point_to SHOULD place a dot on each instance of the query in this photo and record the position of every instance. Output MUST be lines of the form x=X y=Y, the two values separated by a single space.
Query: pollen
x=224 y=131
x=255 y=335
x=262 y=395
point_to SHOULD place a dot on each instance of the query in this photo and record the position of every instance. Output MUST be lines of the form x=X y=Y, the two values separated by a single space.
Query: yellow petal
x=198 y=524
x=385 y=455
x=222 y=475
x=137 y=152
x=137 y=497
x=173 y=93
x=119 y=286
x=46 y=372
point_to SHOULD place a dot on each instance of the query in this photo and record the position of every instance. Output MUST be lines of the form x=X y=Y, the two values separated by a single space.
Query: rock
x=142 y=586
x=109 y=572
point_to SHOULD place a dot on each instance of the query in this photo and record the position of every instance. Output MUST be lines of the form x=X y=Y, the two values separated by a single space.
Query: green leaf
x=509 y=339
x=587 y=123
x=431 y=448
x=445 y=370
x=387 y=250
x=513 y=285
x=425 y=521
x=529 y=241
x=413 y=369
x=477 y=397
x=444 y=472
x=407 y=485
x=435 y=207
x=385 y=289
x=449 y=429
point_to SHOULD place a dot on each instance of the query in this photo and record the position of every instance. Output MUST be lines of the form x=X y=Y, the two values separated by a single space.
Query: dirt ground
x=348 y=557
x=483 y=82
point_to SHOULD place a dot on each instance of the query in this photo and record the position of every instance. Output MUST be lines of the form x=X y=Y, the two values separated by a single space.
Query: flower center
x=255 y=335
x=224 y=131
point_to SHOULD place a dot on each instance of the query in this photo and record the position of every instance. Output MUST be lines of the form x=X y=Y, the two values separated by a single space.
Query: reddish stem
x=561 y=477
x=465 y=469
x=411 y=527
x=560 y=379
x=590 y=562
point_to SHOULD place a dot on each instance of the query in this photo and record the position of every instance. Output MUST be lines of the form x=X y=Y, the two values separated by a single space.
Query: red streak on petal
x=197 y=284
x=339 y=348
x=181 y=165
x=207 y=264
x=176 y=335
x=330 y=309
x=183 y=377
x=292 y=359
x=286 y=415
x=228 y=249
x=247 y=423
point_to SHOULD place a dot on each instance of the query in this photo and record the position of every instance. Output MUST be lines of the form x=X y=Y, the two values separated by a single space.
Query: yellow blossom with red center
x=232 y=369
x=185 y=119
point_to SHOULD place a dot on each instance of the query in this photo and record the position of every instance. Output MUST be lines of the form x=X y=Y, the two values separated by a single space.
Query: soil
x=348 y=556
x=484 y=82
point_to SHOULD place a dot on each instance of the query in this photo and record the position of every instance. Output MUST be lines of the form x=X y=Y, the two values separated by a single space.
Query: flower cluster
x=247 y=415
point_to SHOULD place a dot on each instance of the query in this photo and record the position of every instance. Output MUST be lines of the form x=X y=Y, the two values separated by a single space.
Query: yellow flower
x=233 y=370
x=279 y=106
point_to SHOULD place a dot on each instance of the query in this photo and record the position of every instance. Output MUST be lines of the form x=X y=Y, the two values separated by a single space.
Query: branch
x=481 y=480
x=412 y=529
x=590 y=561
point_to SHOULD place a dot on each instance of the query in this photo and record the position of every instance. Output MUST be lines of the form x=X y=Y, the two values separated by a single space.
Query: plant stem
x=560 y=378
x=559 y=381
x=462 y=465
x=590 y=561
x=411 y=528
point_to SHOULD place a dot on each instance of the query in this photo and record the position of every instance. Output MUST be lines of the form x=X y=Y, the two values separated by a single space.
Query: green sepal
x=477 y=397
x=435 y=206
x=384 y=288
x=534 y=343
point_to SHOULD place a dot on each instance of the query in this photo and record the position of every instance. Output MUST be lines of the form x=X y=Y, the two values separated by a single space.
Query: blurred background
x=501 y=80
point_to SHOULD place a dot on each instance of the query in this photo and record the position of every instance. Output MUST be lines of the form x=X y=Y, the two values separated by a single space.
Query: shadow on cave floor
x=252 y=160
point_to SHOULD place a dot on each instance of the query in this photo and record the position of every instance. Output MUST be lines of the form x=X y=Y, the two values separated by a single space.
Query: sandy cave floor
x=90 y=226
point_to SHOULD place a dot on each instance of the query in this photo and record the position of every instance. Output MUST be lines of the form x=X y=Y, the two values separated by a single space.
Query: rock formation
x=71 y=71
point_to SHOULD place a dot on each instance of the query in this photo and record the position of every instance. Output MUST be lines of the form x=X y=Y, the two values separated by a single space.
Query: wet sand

══════════════════════════════

WRITTEN PROBLEM →
Rewrite every line of the items above as a Markdown table with two columns, Row and Line, numbering each line in order and leaving out blank lines.

OUTPUT BELOW →
| Row | Line |
|---|---|
| 1 | point_to SHOULD place a dot on each instance of the query in this photo and record the position of every instance. Output MUST be lines of the form x=X y=Y, the two values separated by a single space. |
| 2 | Query: pollen |
| 3 | x=224 y=131 |
| 4 | x=255 y=335 |
| 5 | x=262 y=395 |
| 6 | point_to SHOULD place a dot on each instance of the query in this photo and record the position of every instance. Output MUST be lines of the form x=X y=Y, the two values separated by a single space. |
| 7 | Query: yellow petal |
| 8 | x=198 y=524 |
| 9 | x=385 y=455 |
| 10 | x=222 y=475 |
| 11 | x=137 y=152 |
| 12 | x=137 y=497 |
| 13 | x=173 y=93 |
| 14 | x=119 y=286 |
| 15 | x=46 y=372 |
| 16 | point_to SHOULD place a dot on each instance of the query in this photo and record the position of every instance. Output MUST be lines of the form x=X y=Y, the two values separated by a single space. |
| 17 | Query: rock |
| 18 | x=142 y=586 |
| 19 | x=109 y=572 |
| 20 | point_to SHOULD place a dot on each instance of the query in this photo and record the position of every instance. Output MUST be lines of the form x=X y=Y, the two values separated by a single space. |
| 21 | Query: green leaf |
| 22 | x=509 y=339 |
| 23 | x=587 y=123 |
| 24 | x=431 y=448 |
| 25 | x=445 y=370 |
| 26 | x=387 y=250 |
| 27 | x=513 y=285 |
| 28 | x=425 y=521 |
| 29 | x=529 y=241 |
| 30 | x=413 y=369 |
| 31 | x=477 y=397 |
| 32 | x=444 y=472 |
| 33 | x=407 y=485 |
| 34 | x=435 y=207 |
| 35 | x=385 y=289 |
| 36 | x=449 y=429 |
| 37 | point_to SHOULD place a dot on each instance of the query in this photo and record the position of every instance. Output MUST be lines of the form x=X y=Y, the two values separated by a single space. |
| 38 | Query: dirt ground |
| 39 | x=348 y=557 |
| 40 | x=483 y=82 |
| 41 | point_to SHOULD place a dot on each instance of the query in this photo and record the position of every instance. Output MUST be lines of the form x=X y=Y, the two values separated by a single space. |
| 42 | Query: flower center |
| 43 | x=255 y=335 |
| 44 | x=224 y=131 |
| 45 | point_to SHOULD place a dot on each instance of the query in this photo and record the position of every instance. Output MUST be lines of the form x=X y=Y, the two values separated by a single space. |
| 46 | Query: reddish stem |
| 47 | x=561 y=477 |
| 48 | x=465 y=469 |
| 49 | x=411 y=527 |
| 50 | x=560 y=379 |
| 51 | x=590 y=562 |
| 52 | point_to SHOULD place a dot on each instance of the query in this photo and record the position of every instance. Output MUST be lines of the form x=X y=Y, the two values separated by a single space. |
| 53 | Query: red streak on petal |
| 54 | x=197 y=284 |
| 55 | x=339 y=348 |
| 56 | x=181 y=165 |
| 57 | x=207 y=264 |
| 58 | x=176 y=335 |
| 59 | x=330 y=309 |
| 60 | x=183 y=377 |
| 61 | x=292 y=359 |
| 62 | x=286 y=415 |
| 63 | x=228 y=249 |
| 64 | x=247 y=423 |
| 65 | point_to SHOULD place a dot on each instance of the query in this photo and record the position of every instance. Output MUST be lines of the form x=X y=Y, the two values separated by a single space. |
| 66 | Query: yellow blossom with red center |
| 67 | x=232 y=369 |
| 68 | x=185 y=119 |
| 69 | point_to SHOULD place a dot on each instance of the query in this photo and record the position of every instance. Output MUST be lines of the form x=X y=Y, the two values separated by a single space. |
| 70 | Query: soil |
| 71 | x=348 y=556 |
| 72 | x=484 y=82 |
| 73 | point_to SHOULD place a dot on each instance of the query in this photo and record the position of every instance. Output MUST be lines of the form x=X y=Y, the two values separated by a single space. |
| 74 | Query: flower cluster |
| 75 | x=247 y=415 |
| 76 | point_to SHOULD place a dot on each instance of the query in this photo and record the position of every instance. Output MUST be lines of the form x=X y=Y, the two values separated by a single space. |
| 77 | Query: yellow flower |
| 78 | x=233 y=370 |
| 79 | x=279 y=106 |
| 80 | point_to SHOULD place a dot on each instance of the query in this photo and record the position of every instance. Output MUST be lines of the form x=X y=Y, the two values separated by a single space. |
| 81 | Query: branch |
| 82 | x=481 y=480 |
| 83 | x=412 y=529 |
| 84 | x=590 y=561 |
| 85 | point_to SHOULD place a dot on each instance of the query in this photo and record the position of every instance. Output MUST be lines of the form x=X y=Y, the two values separated by a single space. |
| 86 | Query: plant stem |
| 87 | x=560 y=378 |
| 88 | x=559 y=381 |
| 89 | x=462 y=465 |
| 90 | x=590 y=561 |
| 91 | x=411 y=528 |
| 92 | point_to SHOULD place a dot on each instance of the query in this photo and record the position of every instance. Output MUST be lines of the form x=X y=Y, the two values separated by a single space. |
| 93 | Query: green sepal |
| 94 | x=477 y=397 |
| 95 | x=435 y=206 |
| 96 | x=384 y=288 |
| 97 | x=534 y=343 |
| 98 | point_to SHOULD place a dot on each instance of the query in this photo and record the position of every instance. Output MUST be lines of the form x=X y=Y, the two values separated by a single space. |
| 99 | Query: blurred background |
| 100 | x=501 y=80 |
| 101 | point_to SHOULD place a dot on each instance of the query in this photo and record the position of every instance. Output MUST be lines of the form x=X y=Y, the two values separated by a single space. |
| 102 | Query: shadow on cave floor |
| 103 | x=252 y=160 |
| 104 | point_to SHOULD place a dot on each instance of the query in this photo and record the position of every instance. Output MUST be lines of the form x=X y=Y, the two values separated by a single space. |
| 105 | Query: sandy cave floor |
| 106 | x=90 y=226 |
| 107 | point_to SHOULD place a dot on each instance of the query in this photo and record the position of every instance. Output MUST be lines of the form x=X y=Y, the two values separated by a single space. |
| 108 | Query: rock formation |
| 109 | x=71 y=71 |
| 110 | point_to SHOULD place a dot on each instance of the query in this photo and record the position of every instance. Output MUST be lines of the form x=X y=Y, the two values separated by a single space. |
| 111 | Query: wet sand |